Required work>
With the pictures omitted, transcribe each line below exactly as it is.

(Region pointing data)
----

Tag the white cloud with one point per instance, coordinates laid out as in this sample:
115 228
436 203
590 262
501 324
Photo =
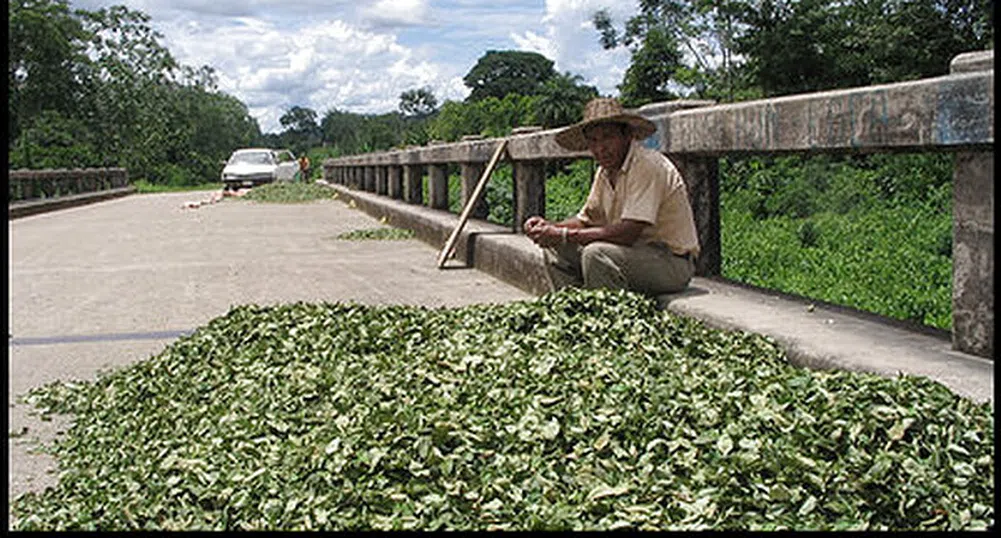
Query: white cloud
572 42
396 13
325 65
359 55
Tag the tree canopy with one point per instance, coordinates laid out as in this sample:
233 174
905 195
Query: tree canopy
734 49
97 88
498 73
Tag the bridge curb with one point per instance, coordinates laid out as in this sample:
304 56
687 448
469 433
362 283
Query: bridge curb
19 209
813 334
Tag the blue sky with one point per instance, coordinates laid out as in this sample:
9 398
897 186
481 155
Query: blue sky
359 55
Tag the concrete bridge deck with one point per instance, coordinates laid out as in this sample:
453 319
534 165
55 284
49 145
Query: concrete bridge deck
107 285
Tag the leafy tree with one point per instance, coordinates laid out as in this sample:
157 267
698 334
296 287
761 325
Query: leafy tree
45 61
122 99
561 100
340 129
299 119
417 103
658 39
498 73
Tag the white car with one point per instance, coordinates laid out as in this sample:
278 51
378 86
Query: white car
258 165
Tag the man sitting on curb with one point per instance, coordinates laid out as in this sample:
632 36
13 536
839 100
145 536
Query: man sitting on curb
636 230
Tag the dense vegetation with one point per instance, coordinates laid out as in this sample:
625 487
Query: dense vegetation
874 233
576 411
89 89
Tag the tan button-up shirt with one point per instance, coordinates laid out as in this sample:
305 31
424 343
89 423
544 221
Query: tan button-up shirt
648 188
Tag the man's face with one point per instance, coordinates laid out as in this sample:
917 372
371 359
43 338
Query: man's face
608 143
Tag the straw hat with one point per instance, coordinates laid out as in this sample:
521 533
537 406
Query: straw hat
604 110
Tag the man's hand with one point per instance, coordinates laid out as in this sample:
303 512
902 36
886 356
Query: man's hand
543 232
534 222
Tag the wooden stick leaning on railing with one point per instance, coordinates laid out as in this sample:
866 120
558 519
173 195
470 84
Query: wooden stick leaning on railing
449 245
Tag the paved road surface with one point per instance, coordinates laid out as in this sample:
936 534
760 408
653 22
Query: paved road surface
103 286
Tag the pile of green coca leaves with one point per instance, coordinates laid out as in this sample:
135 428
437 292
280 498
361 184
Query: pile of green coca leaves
579 410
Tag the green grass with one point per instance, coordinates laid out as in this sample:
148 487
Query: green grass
143 186
288 192
378 233
575 411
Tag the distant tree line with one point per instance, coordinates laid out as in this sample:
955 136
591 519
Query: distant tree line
508 89
732 50
98 89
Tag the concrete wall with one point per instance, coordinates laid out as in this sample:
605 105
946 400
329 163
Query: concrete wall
948 113
37 191
973 232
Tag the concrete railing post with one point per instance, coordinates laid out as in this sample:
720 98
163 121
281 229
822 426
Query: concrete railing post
437 185
702 178
395 182
530 191
471 172
973 236
380 180
412 183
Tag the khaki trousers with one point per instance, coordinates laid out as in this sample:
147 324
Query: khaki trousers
647 269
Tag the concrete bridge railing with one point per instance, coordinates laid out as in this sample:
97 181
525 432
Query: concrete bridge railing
947 113
34 191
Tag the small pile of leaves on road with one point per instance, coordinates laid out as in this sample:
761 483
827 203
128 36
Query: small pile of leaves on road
580 410
377 233
288 192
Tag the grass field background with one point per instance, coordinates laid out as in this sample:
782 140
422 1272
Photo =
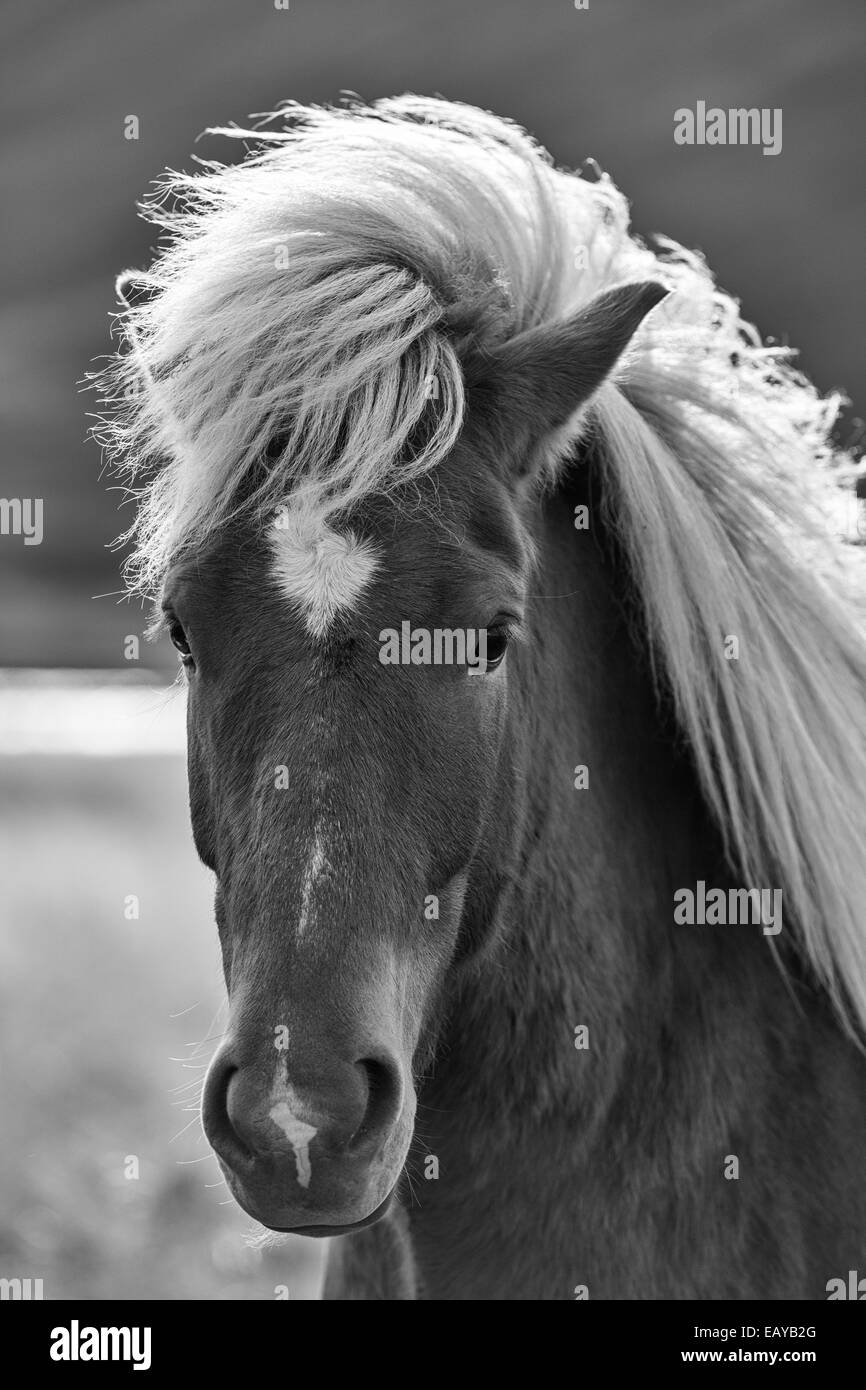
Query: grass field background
97 1016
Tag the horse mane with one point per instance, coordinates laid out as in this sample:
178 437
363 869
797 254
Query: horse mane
302 306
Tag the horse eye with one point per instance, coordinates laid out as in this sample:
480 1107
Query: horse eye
178 638
496 647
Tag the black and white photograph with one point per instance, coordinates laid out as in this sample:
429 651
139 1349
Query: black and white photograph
433 672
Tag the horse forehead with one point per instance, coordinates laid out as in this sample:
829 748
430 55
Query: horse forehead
320 570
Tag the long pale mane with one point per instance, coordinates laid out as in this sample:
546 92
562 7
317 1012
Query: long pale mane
303 303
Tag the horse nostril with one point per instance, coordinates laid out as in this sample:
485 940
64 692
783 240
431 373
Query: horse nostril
384 1100
216 1114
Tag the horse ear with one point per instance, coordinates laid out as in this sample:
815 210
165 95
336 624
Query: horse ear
527 389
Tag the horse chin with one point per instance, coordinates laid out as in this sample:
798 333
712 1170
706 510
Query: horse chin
317 1230
321 1232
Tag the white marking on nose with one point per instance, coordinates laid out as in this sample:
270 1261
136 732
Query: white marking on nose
316 865
299 1136
320 570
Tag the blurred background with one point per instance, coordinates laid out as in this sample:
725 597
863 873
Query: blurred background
110 982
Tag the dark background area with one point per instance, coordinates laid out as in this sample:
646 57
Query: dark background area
784 232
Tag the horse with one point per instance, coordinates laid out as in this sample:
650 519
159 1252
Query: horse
394 371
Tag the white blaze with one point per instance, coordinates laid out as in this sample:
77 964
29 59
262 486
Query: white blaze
317 569
298 1133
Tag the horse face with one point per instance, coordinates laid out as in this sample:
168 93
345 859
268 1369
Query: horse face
356 808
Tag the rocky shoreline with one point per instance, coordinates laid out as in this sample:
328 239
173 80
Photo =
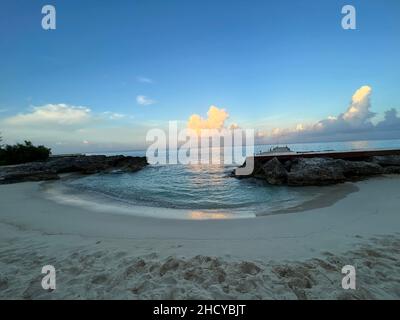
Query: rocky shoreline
322 171
83 164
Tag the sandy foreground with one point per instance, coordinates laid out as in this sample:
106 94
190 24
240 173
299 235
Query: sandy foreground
293 255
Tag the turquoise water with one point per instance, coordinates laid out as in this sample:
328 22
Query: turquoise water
208 187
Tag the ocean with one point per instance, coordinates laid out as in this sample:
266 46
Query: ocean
204 191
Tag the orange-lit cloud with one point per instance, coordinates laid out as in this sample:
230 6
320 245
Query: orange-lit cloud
215 120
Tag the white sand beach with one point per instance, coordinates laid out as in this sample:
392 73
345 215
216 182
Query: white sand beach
294 255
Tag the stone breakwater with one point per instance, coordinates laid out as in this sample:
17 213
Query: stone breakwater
51 168
322 171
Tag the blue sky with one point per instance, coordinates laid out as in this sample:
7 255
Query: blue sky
269 64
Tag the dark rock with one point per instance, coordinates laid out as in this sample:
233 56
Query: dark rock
28 176
360 168
274 172
47 170
387 160
391 170
315 171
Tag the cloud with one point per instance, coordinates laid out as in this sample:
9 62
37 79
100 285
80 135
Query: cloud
354 123
61 114
144 80
215 119
67 128
144 101
114 115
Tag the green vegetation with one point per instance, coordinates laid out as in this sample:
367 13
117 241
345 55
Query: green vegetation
21 153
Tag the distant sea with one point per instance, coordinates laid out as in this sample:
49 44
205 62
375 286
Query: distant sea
208 188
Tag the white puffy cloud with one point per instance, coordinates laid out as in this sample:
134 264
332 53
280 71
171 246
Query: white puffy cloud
215 120
144 101
354 123
144 80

----

Your response>
Tag the white cloud with one point per instance, coordinates laid out as in this sample:
115 228
436 203
590 262
501 324
Photo =
Query: white cloud
572 42
396 13
325 65
359 55
Tag the tree canopy with one point per instance, coordinates laid out as in this sample:
233 174
905 195
Query: tree canopy
734 49
97 88
498 73
Tag the bridge curb with one point per instance, coordinates laid out as in this sample:
304 56
687 448
469 433
362 283
Query: bridge curb
19 209
813 334
Tag the blue sky with one point per instance, coordinates laid out as in this sample:
9 398
897 186
481 155
Query: blue sky
359 55
Tag the concrete bridge deck with one point per instance, coordinates laid out as in this sample:
453 319
534 165
55 284
49 145
Query: concrete bridge deck
107 285
Tag the leafy tree with one point per instance, coordinates laid out as in this sample:
157 267
698 334
296 287
761 325
Query: leafy tree
45 61
122 99
561 100
340 129
299 119
417 103
658 39
498 73
Tag the white car with one point per instance, coordinates laid out as in this sample:
278 51
378 86
Query: white car
258 165
Tag the man sitting on curb with one point per instance, coordinates laid out as in this sample:
632 36
13 536
839 100
145 536
Query: man sitting on curb
636 230
Tag the dense vegetation with one point per instance, coordinates laid out as in this sample:
625 487
Query: dense vegetation
874 233
576 411
89 89
Tag the tan button-up shirt with one point per instance, coordinates laid out as in this sample:
305 31
424 343
89 423
544 221
Query: tan button-up shirt
648 188
Tag the man's face with one point per instance, coordinates laid out as in this sample:
917 372
371 359
43 338
Query: man's face
608 143
Tag the straw hat with one point per instance, coordinates laid out as in this sample:
521 533
537 406
Query: straw hat
604 110
Tag the man's hand with one point per instance, coordinates laid out as in this sample:
303 512
902 36
886 356
Query: man's hand
543 232
534 222
Tag the wooden stick leaning on railing with one point per instance, coordinates laid out as in this sample:
866 120
558 519
173 195
470 84
Query: wooden stick leaning on railing
449 245
Tag the paved road surface with one point per instance, coordinates laid out as in this sample:
936 534
760 408
653 22
Query: paved road surface
103 286
Tag the pile of green coca leaves with one point per instance, coordinates laid out as in this sample:
135 428
437 292
280 498
361 184
Query: pile of green coca leaves
579 410
Tag the green grass with one point per instance, coordinates laid out as in this sample:
148 487
Query: green grass
143 186
288 192
378 233
575 411
Tag the distant tree line with one point per instance, coordinates laid out as in this sample:
955 136
591 519
Query: distant tree line
508 89
732 50
98 89
Tag the concrete wall with one point per instance, coordinates laid out as in this sample:
605 105
946 400
329 163
Query: concrete wall
948 113
37 191
973 232
Tag the concrete railing post with one point per instance, coordinates laid out as in this sample:
720 98
163 121
281 229
822 426
Query: concrete railing post
437 185
702 178
395 182
530 191
471 172
973 236
380 180
412 183
Tag the khaki trousers with one point per instance, coordinates laid out as in this sample:
147 324
Query: khaki trousers
647 269
Tag the concrete bridge railing with one point per instance, coordinates laid out as in this sample:
97 181
525 432
Query: concrete bridge railing
947 113
34 191
Tag the small pile of leaves on road with one point per instance, coordinates laid out as in this sample:
761 483
827 203
128 36
Query: small pile of leaves on road
580 410
377 233
288 192
Tag the grass field background with one point per instance, coordinates laid out as in this sample:
782 140
422 1272
Photo =
Query: grass field background
97 1016
Tag the horse mane with one point per instance, coordinates laid out as in this sample:
178 437
363 869
797 254
Query: horse mane
302 306
Tag the horse eye with one point per instance, coordinates laid out as in this sample:
480 1107
Query: horse eye
178 638
496 647
Tag the black and white photograph with one point per instance, coordinates laid out as in this sample:
429 651
139 1349
Query: black and white photograph
433 672
Tag the horse forehead with one point per instance, coordinates laid out as in this sample:
829 748
430 55
Query: horse forehead
320 570
Tag the long pale mane with one point per instance, coordinates laid out as in this sample:
546 92
562 7
317 1012
Query: long pale mane
303 303
Tag the horse nostril with one point per instance, coordinates laid out as in this sample:
485 940
64 692
783 240
431 373
Query: horse nostril
384 1100
216 1114
Tag the horse ear with one point per instance, coordinates laid out as in this sample:
815 210
165 95
336 624
Query: horse ear
527 389
Tag the horse chin with one point per instance, coordinates laid out as in this sample:
798 333
712 1170
706 510
Query: horse chin
317 1230
321 1232
Tag the white marking on nose with one point per instance, coordinates laid out as in this sample:
270 1261
136 732
Query: white marking on nose
316 865
299 1136
320 570
Tag the blurred background with one point per instance, coordinates laid out as in this sample:
725 597
863 873
Query: blurred background
110 982
Tag the dark background area with one point per instance, coordinates laid out as in this sample:
646 57
Query: dark background area
784 232
Tag the horse with one point per instance, coordinates laid out as in this sample:
650 519
159 1252
Query: horse
394 371
Tag the white blaze with one point per instance, coordinates laid out as in this sample:
77 964
29 59
262 486
Query: white blaze
317 569
298 1133
Tag the horse face with one point per instance, coordinates laid out as in this sample:
168 93
345 859
268 1369
Query: horse face
356 808
Tag the rocky shoreline with one point per instance, coordinates laid out as in this sample:
328 239
173 80
Photo =
Query: rocky shoreline
322 171
83 164
Tag the sandy foreground with one point per instance, coordinates laid out as in this sample:
106 94
190 24
240 173
299 235
Query: sandy foreground
293 255
Tag the turquoise water with one point per instance, coordinates laid out as in this sample:
328 22
Query: turquoise water
208 187
Tag the ocean with one point per instance, coordinates laid out as in this sample:
266 46
Query: ocean
204 191
Tag the orange-lit cloud with one point per instance, coordinates laid out as in this sample:
230 6
320 245
Query: orange-lit cloud
215 120
Tag the white sand beach with one point per instance, coordinates laid out as in this sample:
392 73
345 215
216 182
Query: white sand beach
294 255
Tag the stone breakwater with one point per instance, coordinates laid out as in this sample:
17 213
Query: stone breakwater
51 168
322 171
Tag the blue sky with one point per instance, coordinates laid out as in this sample:
7 255
Query: blue sky
269 64
Tag the dark rock with one point per instance, coordinates laid out as in this sample:
233 56
Query: dark rock
28 176
360 168
274 172
47 170
387 160
391 170
315 171
Tag the cloud with one point per instance, coordinates laid out as in this sample:
9 62
37 79
100 285
80 135
Query: cloud
354 123
61 114
144 80
215 119
67 128
144 101
114 115
Tag the green vegetation with one point per instance, coordinates laid out as in this sample:
367 13
117 241
345 55
Query: green vegetation
21 153
Tag the distant sea with one point per instance, coordinates laid out as in this sample:
49 44
205 62
375 286
Query: distant sea
208 188
Tag the white puffy cloud with one point per instance, coordinates laid out as in this sample:
134 264
332 53
280 71
171 246
Query: white puffy cloud
215 120
144 101
354 123
144 80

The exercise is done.